**Provided text**:
- - - - -

Thoughts on The 2015 Vintage

VINTAGE 2015

Who’d be a Winemaker?

 

It’s that exciting/frightening time again – the 2015 Vintage is upon us! Indeed, as I write in just the 2nd week of August, in some areas of production in Spain and the most southerly areas of France, it has already begun. For the growers it’s an agonising mix of anticipation and worry – all of which is done with one eye on the vineyards and the other, on the sky!

 

All the toil of the previous eleven months, which started just after the 2014 ‘vendimia’    (harvest, in Spanish) and continues until the last grape is picked will have impacted on the finished article – the wine. Some of the 2015 Vintage wine will be available in only a matter of weeks, indeed there’s one bodega, the only one in the Cartagena Area of Production, that promises that at least one of its wines will be on the shelves in very early September!

 

However, according to Denominación de Origen regulations the wine made this year which is destined to be aged, be it a Roble, or Semi-Crianza (aged in oak for anything up to six months); a Crianza (aged for a specific minimum number of months in barrel and then in bottle, before its release); a Reserva (same again, but longer in oak and often bottle); a Gran Reserva (same again, but the total ageing, barrel and bottle added together, must be at least 5 years; or a wine that has come to be known as a Vino d’Autor (a wine that has been made according to the winemaker’s whim, which does not necessarily fit into one of the brackets above), will not be available for some time.

 

Then there are the other categories of wine – from Vino de Pago through Vino de la Tierra and eventually to Vino de la Mesa, which in fact does not always mean the  lowest in the quality stakes! I agree, it can be confusing!

 

In simple terms the above means that probably the majority of the 2015 vintage will not be available until, at the earliest, the first few months of 2016. Many, of course, won’t be on the wine merchants/supermarket shelves for a number of years. So, for the poor winemakers there is the continued worry of the wait. Who’d be a winemaker?

- - - - -

**Data extract**:
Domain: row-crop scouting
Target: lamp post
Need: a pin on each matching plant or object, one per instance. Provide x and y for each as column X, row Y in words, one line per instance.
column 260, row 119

- - - - -

**Given task A**: From the 2015 vintage text, write out the passage that begins at the words "It’s that exciting/frightening" and ends after the words "very early September!".
**Given task B**: Translate this sentence from the 2015 vintage text into Spanish: "So, for the poor winemakers there is the continued worry of the wait."

**Correct answer A**:
It’s that exciting/frightening time again – the 2015 Vintage is upon us! Indeed, as I write in just the 2nd week of August, in some areas of production in Spain and the most southerly areas of France, it has already begun. For the growers it’s an agonising mix of anticipation and worry – all of which is done with one eye on the vineyards and the other, on the sky!

 

All the toil of the previous eleven months, which started just after the 2014 ‘vendimia’    (harvest, in Spanish) and continues until the last grape is picked will have impacted on the finished article – the wine. Some of the 2015 Vintage wine will be available in only a matter of weeks, indeed there’s one bodega, the only one in the Cartagena Area of Production, that promises that at least one of its wines will be on the shelves in very early September!

**Correct answer B**: Así que, para los pobres bodegueros, sigue la preocupación de la espera.